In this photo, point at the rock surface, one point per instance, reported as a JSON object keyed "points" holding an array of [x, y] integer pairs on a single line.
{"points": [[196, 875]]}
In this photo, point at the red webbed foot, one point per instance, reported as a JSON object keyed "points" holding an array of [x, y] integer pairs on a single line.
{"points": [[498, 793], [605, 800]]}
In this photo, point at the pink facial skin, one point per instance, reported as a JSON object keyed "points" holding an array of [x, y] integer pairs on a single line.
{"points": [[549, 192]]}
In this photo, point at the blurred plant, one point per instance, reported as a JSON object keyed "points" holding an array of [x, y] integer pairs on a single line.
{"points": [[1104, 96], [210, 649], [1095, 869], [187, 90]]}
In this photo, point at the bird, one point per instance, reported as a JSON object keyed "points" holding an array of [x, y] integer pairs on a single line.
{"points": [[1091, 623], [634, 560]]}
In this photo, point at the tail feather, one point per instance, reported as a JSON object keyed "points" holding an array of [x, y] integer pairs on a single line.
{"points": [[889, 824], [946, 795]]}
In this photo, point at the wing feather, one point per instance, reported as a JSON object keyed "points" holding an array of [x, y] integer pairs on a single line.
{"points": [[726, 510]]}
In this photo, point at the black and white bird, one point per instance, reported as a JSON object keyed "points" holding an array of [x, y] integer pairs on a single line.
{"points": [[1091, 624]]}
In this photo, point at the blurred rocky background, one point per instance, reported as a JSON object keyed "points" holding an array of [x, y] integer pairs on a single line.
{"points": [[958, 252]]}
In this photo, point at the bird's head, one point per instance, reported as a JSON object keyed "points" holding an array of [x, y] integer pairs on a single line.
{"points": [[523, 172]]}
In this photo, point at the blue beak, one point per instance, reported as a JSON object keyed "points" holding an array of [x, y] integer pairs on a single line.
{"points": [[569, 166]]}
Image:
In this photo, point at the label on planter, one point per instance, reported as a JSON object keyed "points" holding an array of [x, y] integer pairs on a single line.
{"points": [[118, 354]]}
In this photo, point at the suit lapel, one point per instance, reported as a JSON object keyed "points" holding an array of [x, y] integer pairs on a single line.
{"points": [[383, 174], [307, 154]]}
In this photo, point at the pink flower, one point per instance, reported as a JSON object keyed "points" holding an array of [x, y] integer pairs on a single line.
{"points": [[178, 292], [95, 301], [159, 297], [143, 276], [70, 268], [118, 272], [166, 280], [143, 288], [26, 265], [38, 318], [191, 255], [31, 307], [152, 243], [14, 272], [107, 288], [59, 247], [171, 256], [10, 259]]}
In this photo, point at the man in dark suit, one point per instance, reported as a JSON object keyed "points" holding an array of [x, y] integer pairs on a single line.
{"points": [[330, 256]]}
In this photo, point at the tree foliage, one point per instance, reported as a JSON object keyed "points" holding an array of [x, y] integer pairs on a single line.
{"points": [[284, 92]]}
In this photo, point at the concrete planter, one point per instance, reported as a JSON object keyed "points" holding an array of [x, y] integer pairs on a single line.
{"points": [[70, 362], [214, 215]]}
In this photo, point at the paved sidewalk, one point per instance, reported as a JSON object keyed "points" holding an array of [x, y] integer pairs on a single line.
* * * * * * *
**WRITTEN TASK**
Reproduce all of the lines above word for word, keeping every character unchanged.

**SOLUTION**
In this photo, point at the rock surface, one point per instance, reported as a JSON object keyed "points" holding an array of [x, y] integer pairs on a single line.
{"points": [[196, 875]]}
In this photo, point at the red webbed foot, one point per instance, reported as a JSON object keyed "points" holding an array of [x, y] integer pairs on a single line.
{"points": [[498, 793], [605, 800]]}
In this photo, point at the pink facial skin, one point per instance, reported as a JSON object keyed "points" holding an array of [x, y] integer pairs on a single line.
{"points": [[549, 192]]}
In this photo, point at the blurred plant, one point per instance, reported as a JSON object keyed "points" holding an array of [x, y] integer pairs on a single line.
{"points": [[1104, 96], [210, 649], [1095, 869], [187, 90]]}
In this photo, point at the bird, one point per instance, reported as a JSON object keyed "points" holding an array of [x, y] integer pairs on a single line.
{"points": [[1091, 623], [634, 560]]}
In this photo, point at the tail feather, one point per instance, reported as a JSON object keyed "points" holding an array of [x, y] integer pairs on a single line.
{"points": [[889, 824], [946, 795]]}
In this photo, point at the wing feather, one point per instance, reported as a JSON object keyed "points" holding an array of [x, y] integer pairs on a single line.
{"points": [[726, 510]]}
In this photo, point at the black and white bird, one point per instance, reported as a JSON object keyed "points" holding an array of [x, y] integer pairs on a single line.
{"points": [[1091, 624]]}
In this photo, point at the blurred rocky background, one point per instance, reported as a JSON object keyed "points" holding an array of [x, y] integer pairs on a single line.
{"points": [[958, 252]]}
In this photo, point at the bird's head, one point per instance, reported as a JSON object keyed "points" holding an array of [x, y] integer pairs on a single line.
{"points": [[523, 172]]}
In this photo, point at the blue beak, one point per instance, reported as a JSON object keyed "points" holding an array of [x, y] integer pairs on a single line.
{"points": [[569, 166]]}
Image:
In this photo, point at the label on planter, one point per instance, reported as a JSON object keyed "points" holding an array of [x, y] integer pairs on a single line.
{"points": [[118, 354]]}
In this photo, point at the suit lapel, one point per instance, reported as a JSON object keyed "points" holding an array of [x, y] integer pairs on a single line.
{"points": [[383, 174], [307, 154]]}
In this photo, point at the pink flower, one point per instance, reported as a JSON object keyed "points" holding an array of [x, y] integer pairs on a single line.
{"points": [[178, 292], [95, 301], [159, 297], [143, 276], [70, 268], [118, 272], [166, 280], [143, 288], [26, 265], [38, 318], [191, 255], [31, 307], [152, 243], [14, 272], [107, 288], [59, 247], [171, 256], [10, 259]]}
In this photo, point at the man in dark suit, one point per instance, reported as a JSON object keyed "points" holding an array of [x, y] integer pairs on a single line.
{"points": [[330, 256]]}
In this photo, point at the tree foliage, one point per instance, reported as a JSON object keyed "points" holding an array of [x, y] integer pairs on a single line.
{"points": [[284, 92]]}
In this photo, point at the concrete planter, one point per instance, reported as a JSON object keyed "points" holding an array of [x, y] integer pairs on a single line.
{"points": [[70, 362], [214, 215]]}
In this photo, point at the paved sidewalk, one point per instance, reported as a JSON object keyed "points" holding an array of [x, y] integer pairs on a single line.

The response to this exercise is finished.